Source excerpt -
=======
A connections management solution when using Lambda with RDS/RDBMS solutions.
There are some inherent challenges with using AWS Lambda with RDS/RDBMS solutions, associated with connections management. The Lambda container model manages the containers lifecycle, which host lambda function invocations. Some of the features of this container model are:
- Lambda containers lifecycle are managed by the AWS Lambda service. It doesn't provide developers any control or indication over creation and destruction of containers.
- One container can only host one Lambda function invocation at a time, although they can be reused to execute multiple invocations of the same lambda function, serially.
- Containers are neither shared across Lambda functions nor across AWS accounts.
- Lambda has a 'global' section, which is executed once for the life time of the container. The 'handler' section is executed once per function invocation.
The above features mean using traditional connection pooling with Lambda, to access RDS/RDBMS solutions, doesn't make too much sense. If the connection pool is initialized in the global section, with multiple connections, only one connection (per container) will actually be used and rest will just count towards the DB connections quota, unused. Also, there is no hook to tap into and destroy these connection pools, once the container reaches end of life.
As a result, the best practice is to just use one connection per lambda container, initialized in the global section of the lambda function and relying on the DB server TTL to reclaim it.
Lambda concurrency limits also help mitigate some of the challenges, but some still remain:
- Using a global connection variable inside the handler ensures that any new connections stay open for subsequent calls. But in the case of MySQL and PostgreSQL there is risk of session leakage across the open connection that can result in locking issues.
=======
Data shown -
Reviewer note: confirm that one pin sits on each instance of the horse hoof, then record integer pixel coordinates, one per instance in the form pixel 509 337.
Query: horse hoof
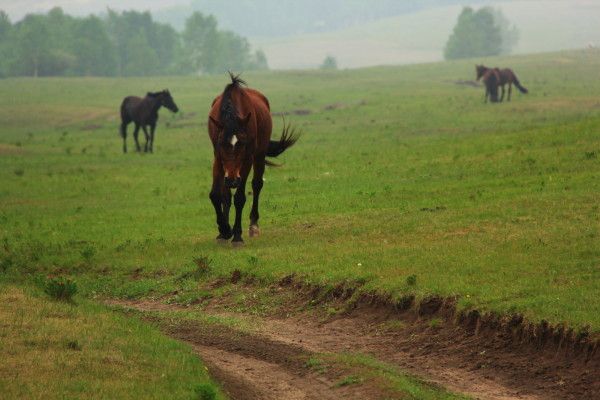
pixel 254 231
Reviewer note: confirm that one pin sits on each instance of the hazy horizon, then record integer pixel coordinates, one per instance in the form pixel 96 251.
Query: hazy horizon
pixel 361 34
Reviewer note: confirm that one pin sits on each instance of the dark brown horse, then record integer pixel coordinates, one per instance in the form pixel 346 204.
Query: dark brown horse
pixel 144 113
pixel 502 77
pixel 239 126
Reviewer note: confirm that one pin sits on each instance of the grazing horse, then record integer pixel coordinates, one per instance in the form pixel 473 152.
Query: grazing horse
pixel 239 127
pixel 505 76
pixel 144 113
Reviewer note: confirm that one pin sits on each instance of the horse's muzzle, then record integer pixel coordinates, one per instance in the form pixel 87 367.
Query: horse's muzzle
pixel 232 183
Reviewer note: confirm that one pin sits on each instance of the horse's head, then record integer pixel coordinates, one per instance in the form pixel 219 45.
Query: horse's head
pixel 480 69
pixel 166 100
pixel 233 147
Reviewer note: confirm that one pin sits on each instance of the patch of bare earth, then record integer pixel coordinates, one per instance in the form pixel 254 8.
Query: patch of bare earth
pixel 478 360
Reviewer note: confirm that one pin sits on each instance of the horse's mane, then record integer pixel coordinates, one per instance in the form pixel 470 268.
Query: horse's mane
pixel 228 113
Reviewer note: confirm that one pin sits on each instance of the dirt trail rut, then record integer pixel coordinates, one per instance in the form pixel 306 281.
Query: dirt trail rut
pixel 266 364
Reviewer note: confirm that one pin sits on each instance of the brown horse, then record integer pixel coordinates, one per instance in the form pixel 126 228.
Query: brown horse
pixel 239 126
pixel 491 80
pixel 503 77
pixel 144 113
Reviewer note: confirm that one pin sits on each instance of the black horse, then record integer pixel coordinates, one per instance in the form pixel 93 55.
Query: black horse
pixel 144 113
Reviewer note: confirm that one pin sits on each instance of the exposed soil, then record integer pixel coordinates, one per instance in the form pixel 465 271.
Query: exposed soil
pixel 481 362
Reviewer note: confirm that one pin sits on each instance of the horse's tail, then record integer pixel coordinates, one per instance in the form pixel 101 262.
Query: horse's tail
pixel 123 126
pixel 289 137
pixel 521 88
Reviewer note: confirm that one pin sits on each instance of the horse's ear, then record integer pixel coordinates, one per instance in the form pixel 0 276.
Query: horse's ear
pixel 244 121
pixel 218 124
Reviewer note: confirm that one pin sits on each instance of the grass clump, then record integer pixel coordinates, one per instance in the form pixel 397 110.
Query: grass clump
pixel 61 288
pixel 205 392
pixel 349 380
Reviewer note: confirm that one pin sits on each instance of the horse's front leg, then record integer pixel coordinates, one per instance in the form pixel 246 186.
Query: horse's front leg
pixel 257 184
pixel 217 199
pixel 152 129
pixel 239 200
pixel 135 137
pixel 145 129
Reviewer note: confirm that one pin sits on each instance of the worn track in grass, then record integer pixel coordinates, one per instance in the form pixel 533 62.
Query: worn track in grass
pixel 268 362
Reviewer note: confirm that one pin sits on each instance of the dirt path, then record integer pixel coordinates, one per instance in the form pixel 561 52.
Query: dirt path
pixel 265 364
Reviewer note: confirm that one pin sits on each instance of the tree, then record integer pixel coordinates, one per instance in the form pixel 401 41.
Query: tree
pixel 510 34
pixel 476 34
pixel 6 29
pixel 329 63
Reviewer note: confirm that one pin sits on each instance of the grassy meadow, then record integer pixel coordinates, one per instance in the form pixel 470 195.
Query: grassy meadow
pixel 403 182
pixel 58 350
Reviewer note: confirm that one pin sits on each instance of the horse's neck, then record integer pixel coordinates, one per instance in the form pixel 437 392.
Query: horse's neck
pixel 154 104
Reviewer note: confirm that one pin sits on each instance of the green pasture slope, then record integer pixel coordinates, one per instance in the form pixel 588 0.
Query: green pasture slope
pixel 401 172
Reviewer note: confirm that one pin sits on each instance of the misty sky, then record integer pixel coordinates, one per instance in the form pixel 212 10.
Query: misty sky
pixel 18 8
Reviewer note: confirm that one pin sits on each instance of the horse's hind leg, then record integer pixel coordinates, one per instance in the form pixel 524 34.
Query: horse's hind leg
pixel 124 135
pixel 257 184
pixel 135 137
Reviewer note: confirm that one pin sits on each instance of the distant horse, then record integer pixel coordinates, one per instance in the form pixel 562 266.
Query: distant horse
pixel 239 126
pixel 144 113
pixel 504 76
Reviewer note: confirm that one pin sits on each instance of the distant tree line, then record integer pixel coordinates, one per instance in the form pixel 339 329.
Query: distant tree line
pixel 119 44
pixel 485 32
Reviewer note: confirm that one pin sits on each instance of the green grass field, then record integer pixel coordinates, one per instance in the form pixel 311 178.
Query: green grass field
pixel 400 172
pixel 57 350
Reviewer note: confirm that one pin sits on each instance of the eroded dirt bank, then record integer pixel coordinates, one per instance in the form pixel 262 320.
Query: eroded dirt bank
pixel 269 361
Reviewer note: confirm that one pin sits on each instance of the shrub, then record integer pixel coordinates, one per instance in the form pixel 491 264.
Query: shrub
pixel 61 289
pixel 329 63
pixel 88 253
pixel 5 263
=======
Exercises -
[A] For the text on Lambda and RDS connection management, say whether each statement agrees with it, answering yes or no and quoting the deciding words: (i) a single Lambda container can run several invocations of the same function simultaneously; (ii) the global section runs once for the lifetime of the container; (iii) containers can be shared across AWS accounts.
[B] Extend the text on Lambda and RDS connection management from where it stops.
Nothing in the material is needed here.

Expected answers -
[A]
(i) No: "One container can only host one Lambda function invocation at a time"
(ii) Yes: "Lambda has a 'global' section, which is executed once for the life time of the container."
(iii) No: "Containers are neither shared across Lambda functions nor across AWS accounts."

[B]
- Since the concurrency limit is applied to 'Account' level, you might have to create separate AWS accounts to segregate different serverless applications, which have different throttling requirements.
- You can apply concurrency limits at the functional level too. In this case, concurrency limits should correspond to 'peak' invocations, which might not be known, and one might end up in overprovisioning / under provisioning of DB connections.
- Lambda hotspots: From the DB perspective, if multiple lambda functions (or serverless applications) are accessing the DB, it becomes a challenge to dynamically allocate connections to a Lambda which is currently running 'hot', due to some external factors like time of the day/year, seasonal promotions, application dynamics etc.
Dynamic Connections Management tries to address these challenges.
I have chosen Python as the language of choice and will be using MySQL RDS as a RDBMS solution.
This repository contains the sample code for test and helper Lambda functions, DynamoDB table, MySQL RDS instance as well as a SAM template to deploy the resources in an AWS region of your choice. It also leverages CloudFormation custom resources to prepare the MySQL and DynamoDB instance with test data.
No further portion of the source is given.